(Object position labeling data)
◇ ◇ ◇ ◇ ◇ ◇ ◇
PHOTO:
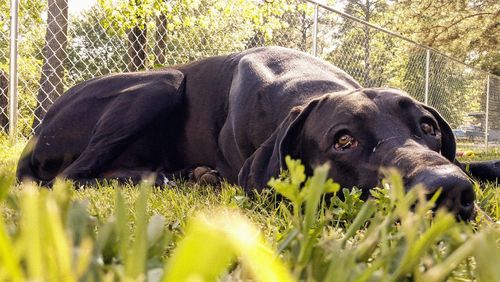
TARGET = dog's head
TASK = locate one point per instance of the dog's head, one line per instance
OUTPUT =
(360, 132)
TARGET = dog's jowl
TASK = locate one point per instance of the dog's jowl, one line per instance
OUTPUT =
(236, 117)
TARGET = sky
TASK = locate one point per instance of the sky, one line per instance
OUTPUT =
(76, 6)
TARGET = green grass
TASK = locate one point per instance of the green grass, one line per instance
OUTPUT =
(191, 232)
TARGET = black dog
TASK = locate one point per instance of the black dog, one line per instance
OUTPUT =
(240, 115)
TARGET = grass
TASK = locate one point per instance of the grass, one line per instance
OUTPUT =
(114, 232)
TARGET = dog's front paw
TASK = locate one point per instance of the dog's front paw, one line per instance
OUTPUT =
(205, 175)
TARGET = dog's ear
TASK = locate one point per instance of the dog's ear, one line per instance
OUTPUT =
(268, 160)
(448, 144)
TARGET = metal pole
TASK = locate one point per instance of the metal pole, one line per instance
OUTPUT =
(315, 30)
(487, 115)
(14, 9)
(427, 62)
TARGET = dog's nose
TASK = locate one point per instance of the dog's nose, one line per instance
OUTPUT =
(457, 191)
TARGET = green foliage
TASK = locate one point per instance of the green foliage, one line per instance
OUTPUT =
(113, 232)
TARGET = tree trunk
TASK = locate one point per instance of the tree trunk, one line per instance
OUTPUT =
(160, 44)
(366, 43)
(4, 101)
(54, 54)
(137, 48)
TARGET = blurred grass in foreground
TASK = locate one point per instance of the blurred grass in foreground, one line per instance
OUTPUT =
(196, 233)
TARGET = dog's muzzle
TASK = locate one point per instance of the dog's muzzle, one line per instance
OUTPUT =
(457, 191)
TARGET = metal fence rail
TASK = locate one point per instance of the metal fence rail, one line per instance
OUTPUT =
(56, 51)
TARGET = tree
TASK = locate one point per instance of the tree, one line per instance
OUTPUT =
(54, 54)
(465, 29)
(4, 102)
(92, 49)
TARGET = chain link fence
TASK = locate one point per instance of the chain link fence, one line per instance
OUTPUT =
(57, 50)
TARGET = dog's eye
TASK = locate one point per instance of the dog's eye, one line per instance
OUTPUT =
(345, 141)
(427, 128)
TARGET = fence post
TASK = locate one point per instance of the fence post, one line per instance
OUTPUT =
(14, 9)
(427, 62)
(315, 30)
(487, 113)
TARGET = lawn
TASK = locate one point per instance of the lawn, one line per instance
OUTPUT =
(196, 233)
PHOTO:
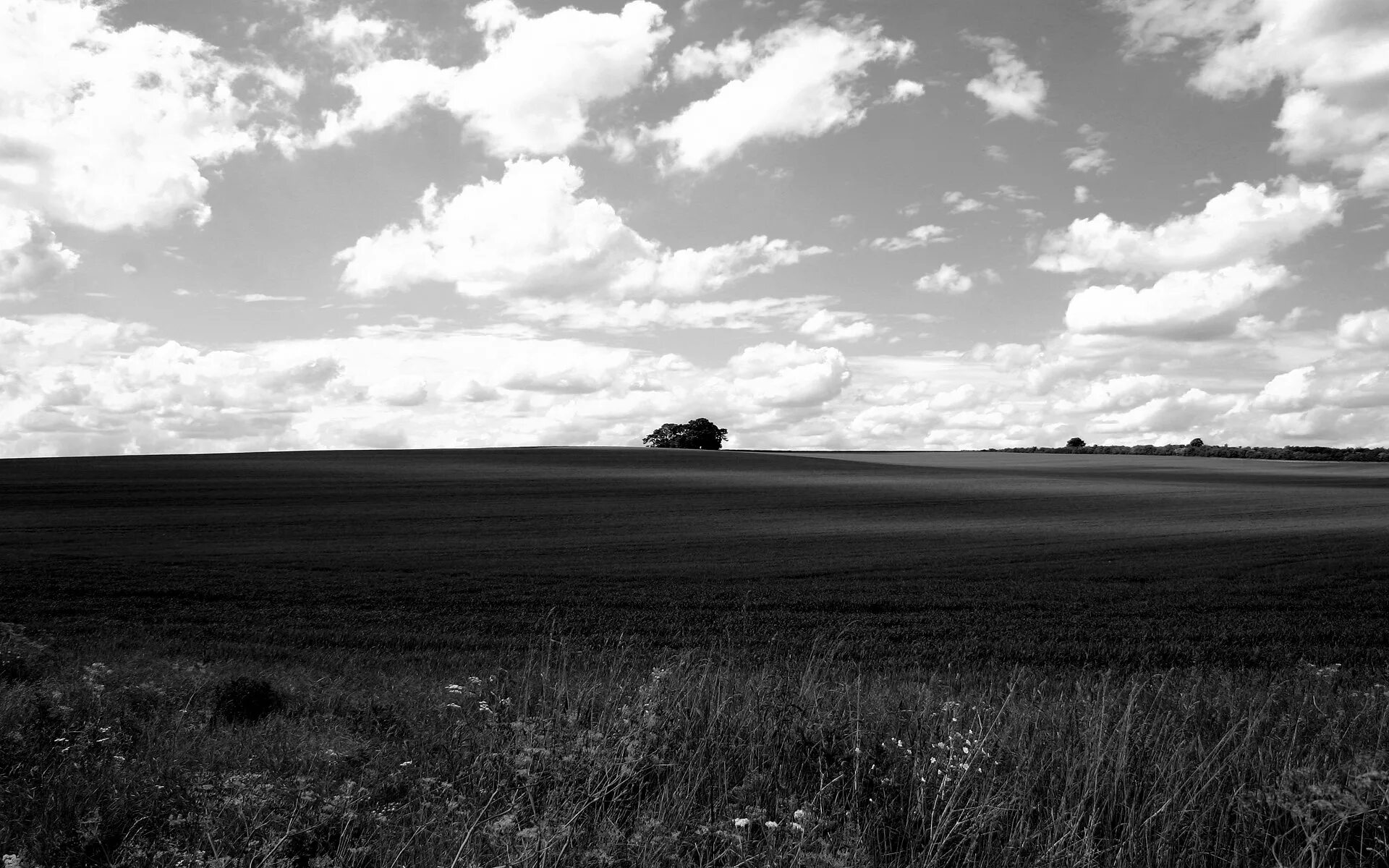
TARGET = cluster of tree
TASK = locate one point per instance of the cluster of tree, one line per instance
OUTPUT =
◇ ◇ ◇ ◇ ◇ ◇ ◇
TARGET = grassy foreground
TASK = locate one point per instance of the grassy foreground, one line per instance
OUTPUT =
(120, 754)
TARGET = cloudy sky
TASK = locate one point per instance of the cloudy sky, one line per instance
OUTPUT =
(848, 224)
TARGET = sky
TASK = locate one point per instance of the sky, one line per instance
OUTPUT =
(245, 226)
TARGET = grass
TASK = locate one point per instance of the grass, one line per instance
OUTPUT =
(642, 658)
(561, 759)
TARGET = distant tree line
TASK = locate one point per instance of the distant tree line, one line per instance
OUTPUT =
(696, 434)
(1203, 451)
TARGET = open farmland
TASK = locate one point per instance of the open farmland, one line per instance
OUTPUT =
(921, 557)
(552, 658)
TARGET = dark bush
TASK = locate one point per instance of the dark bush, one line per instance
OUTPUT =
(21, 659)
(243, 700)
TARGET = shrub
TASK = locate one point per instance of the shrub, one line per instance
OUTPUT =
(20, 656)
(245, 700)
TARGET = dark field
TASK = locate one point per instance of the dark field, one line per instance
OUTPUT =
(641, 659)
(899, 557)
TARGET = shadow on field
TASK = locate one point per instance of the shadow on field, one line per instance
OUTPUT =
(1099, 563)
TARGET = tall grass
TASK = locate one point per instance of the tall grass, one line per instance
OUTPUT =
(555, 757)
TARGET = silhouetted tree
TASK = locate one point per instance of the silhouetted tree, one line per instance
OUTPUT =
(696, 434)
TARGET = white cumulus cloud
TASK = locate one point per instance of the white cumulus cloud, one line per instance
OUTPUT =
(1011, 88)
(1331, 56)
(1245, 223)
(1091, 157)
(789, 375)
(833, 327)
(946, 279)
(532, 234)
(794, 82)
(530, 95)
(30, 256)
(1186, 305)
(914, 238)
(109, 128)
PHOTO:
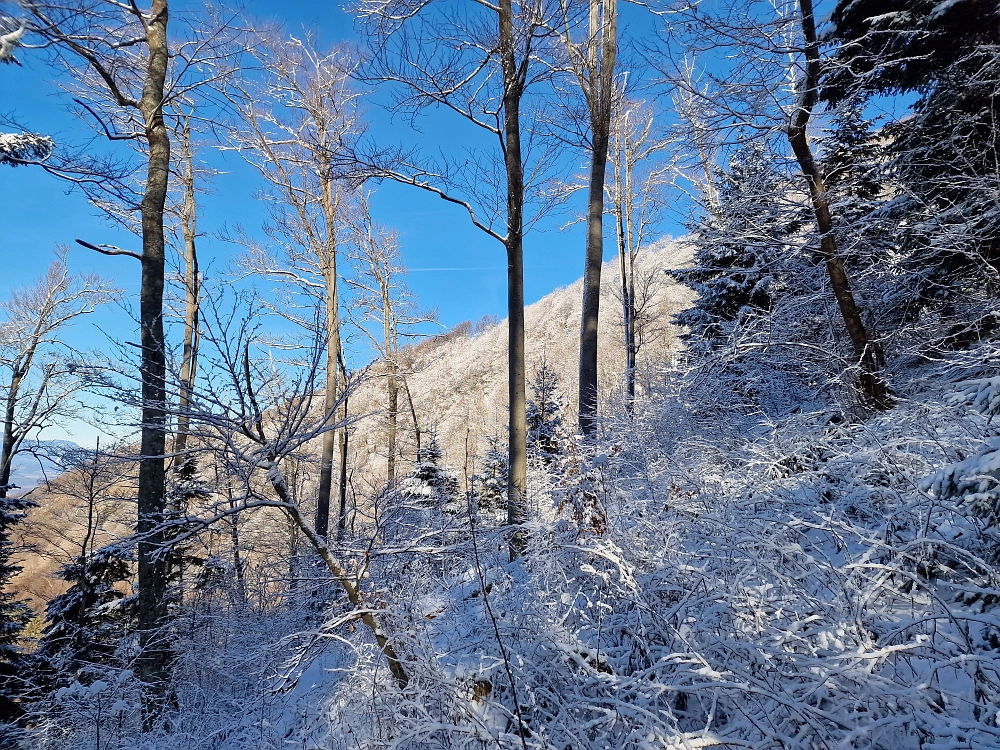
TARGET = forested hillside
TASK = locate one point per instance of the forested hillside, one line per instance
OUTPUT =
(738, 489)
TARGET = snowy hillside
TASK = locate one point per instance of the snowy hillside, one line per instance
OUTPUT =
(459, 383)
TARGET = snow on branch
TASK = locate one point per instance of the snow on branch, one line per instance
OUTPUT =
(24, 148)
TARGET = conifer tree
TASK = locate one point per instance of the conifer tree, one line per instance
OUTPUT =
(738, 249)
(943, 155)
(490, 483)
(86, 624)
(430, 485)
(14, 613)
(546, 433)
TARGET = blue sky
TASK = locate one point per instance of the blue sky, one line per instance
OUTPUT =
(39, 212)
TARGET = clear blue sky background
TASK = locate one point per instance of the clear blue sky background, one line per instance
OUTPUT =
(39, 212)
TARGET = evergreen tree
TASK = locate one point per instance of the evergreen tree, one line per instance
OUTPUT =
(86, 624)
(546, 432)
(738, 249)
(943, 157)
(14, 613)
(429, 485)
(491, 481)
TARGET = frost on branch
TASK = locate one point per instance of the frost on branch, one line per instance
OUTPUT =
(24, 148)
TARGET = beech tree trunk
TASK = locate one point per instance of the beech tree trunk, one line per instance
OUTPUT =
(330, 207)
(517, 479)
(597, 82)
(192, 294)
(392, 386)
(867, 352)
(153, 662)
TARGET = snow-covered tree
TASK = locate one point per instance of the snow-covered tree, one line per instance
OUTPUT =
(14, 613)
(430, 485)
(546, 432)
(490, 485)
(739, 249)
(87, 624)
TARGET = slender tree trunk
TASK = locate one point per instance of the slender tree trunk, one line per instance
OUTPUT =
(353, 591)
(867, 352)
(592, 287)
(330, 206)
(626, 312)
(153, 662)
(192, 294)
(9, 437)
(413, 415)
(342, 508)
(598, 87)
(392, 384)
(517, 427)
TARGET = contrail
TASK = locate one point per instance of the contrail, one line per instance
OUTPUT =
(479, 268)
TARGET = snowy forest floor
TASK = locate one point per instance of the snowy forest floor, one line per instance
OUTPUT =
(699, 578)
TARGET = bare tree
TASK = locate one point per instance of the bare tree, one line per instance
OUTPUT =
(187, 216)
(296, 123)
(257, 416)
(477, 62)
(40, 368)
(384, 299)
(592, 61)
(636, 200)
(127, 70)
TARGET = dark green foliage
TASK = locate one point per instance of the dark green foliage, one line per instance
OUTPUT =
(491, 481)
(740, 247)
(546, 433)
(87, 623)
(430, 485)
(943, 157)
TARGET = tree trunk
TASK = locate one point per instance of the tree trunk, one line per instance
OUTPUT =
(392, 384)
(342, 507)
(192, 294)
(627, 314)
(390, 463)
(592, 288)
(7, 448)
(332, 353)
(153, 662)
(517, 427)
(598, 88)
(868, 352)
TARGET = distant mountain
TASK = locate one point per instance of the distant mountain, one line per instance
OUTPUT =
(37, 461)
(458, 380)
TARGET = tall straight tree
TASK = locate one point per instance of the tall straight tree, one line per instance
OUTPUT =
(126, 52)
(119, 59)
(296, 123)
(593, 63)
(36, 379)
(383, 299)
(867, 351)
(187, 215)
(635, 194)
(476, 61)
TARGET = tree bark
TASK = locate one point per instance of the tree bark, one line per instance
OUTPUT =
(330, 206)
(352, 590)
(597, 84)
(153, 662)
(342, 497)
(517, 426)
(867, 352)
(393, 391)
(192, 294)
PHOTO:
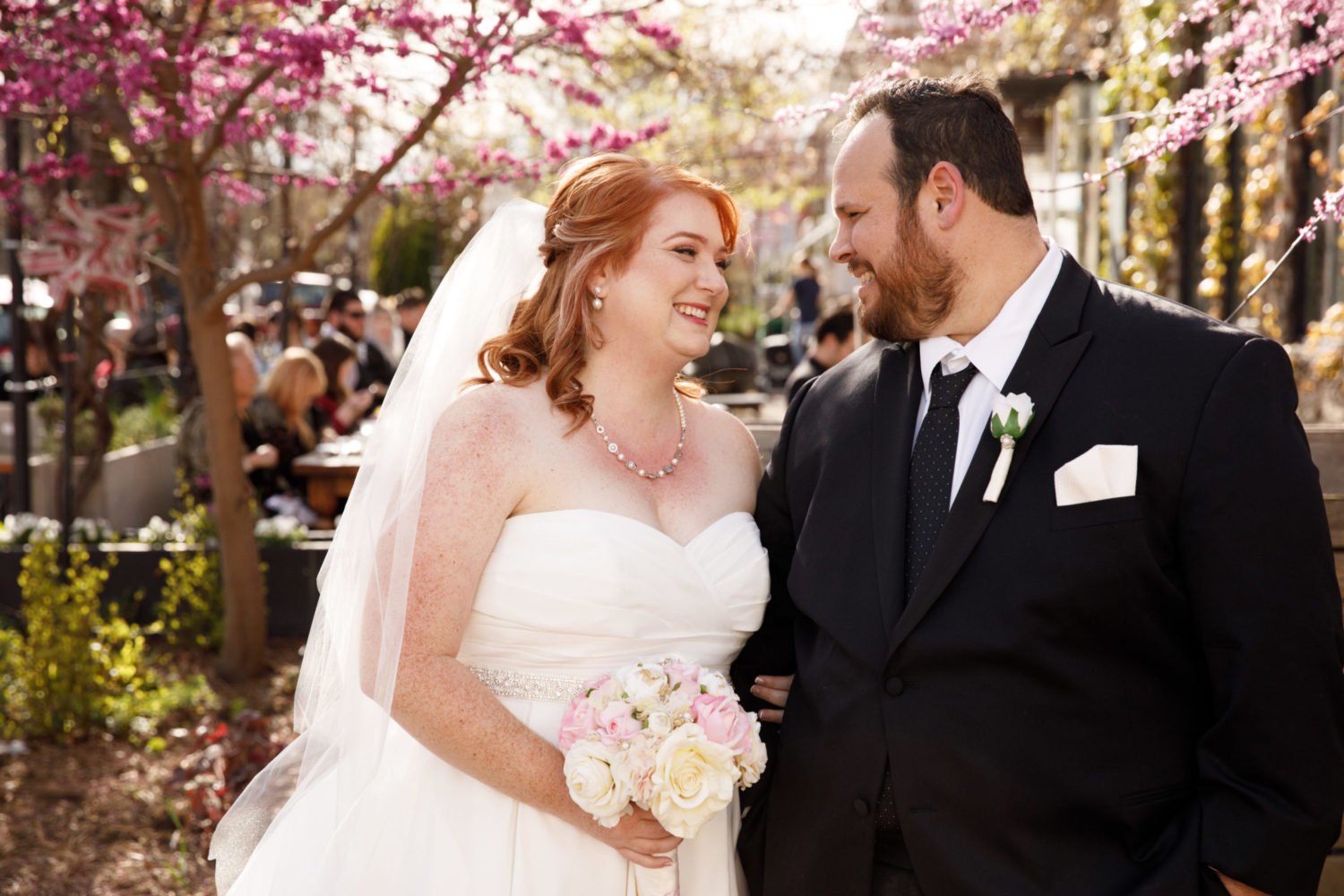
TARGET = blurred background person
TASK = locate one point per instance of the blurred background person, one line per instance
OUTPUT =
◇ ◇ ◇ ◇ ◇ ◇ ◇
### PROBLEM DESCRIPTION
Report every line in the data above that contains the word "frost", copying each line in full.

### EXERCISE SOLUTION
TARGET = frost on branch
TASK = locate one point per instance of the frost on branch, one line per instance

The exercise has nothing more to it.